--- Provided data Enclosed Below ---

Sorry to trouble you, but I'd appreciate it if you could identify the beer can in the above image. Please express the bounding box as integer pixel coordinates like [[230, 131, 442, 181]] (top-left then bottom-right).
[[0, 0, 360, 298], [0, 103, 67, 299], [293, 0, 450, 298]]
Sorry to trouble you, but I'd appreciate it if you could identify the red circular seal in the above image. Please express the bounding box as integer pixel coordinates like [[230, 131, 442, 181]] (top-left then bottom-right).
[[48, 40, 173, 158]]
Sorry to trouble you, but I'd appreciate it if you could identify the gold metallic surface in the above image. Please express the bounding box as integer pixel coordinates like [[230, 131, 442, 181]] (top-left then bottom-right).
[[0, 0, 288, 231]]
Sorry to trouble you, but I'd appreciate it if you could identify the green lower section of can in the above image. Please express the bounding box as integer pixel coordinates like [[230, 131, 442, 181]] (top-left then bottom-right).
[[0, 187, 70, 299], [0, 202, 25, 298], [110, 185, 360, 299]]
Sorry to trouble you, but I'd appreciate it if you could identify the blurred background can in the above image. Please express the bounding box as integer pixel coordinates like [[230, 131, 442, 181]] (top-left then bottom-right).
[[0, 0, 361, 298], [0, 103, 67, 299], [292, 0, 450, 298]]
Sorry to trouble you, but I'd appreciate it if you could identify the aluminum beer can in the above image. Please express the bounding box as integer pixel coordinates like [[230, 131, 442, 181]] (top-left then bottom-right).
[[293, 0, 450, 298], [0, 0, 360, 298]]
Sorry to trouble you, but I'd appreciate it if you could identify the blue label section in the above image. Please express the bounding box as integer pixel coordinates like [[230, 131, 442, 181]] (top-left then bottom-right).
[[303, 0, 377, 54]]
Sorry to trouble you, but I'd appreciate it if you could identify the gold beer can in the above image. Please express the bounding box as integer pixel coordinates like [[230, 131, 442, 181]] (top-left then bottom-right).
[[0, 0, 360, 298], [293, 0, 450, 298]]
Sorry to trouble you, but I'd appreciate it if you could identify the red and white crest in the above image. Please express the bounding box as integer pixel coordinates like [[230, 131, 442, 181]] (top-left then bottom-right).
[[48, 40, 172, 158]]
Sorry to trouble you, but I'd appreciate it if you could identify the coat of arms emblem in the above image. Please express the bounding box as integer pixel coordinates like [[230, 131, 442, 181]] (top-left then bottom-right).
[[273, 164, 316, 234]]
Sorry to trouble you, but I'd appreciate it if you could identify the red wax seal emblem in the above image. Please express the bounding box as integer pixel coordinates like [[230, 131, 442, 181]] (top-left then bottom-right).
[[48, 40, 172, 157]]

--- End of Enclosed Provided data ---

What the exercise asks:
The line with "the red wax" and all the lines after it in the records above are to be output exactly, with nothing added.

Response to the task:
Sorry to trouble you, but I'd appreciate it if you could identify the red wax seal emblem in the above image. Please express the bounding box as integer pixel coordinates like [[230, 131, 442, 181]] (top-left then bottom-right).
[[48, 40, 172, 157]]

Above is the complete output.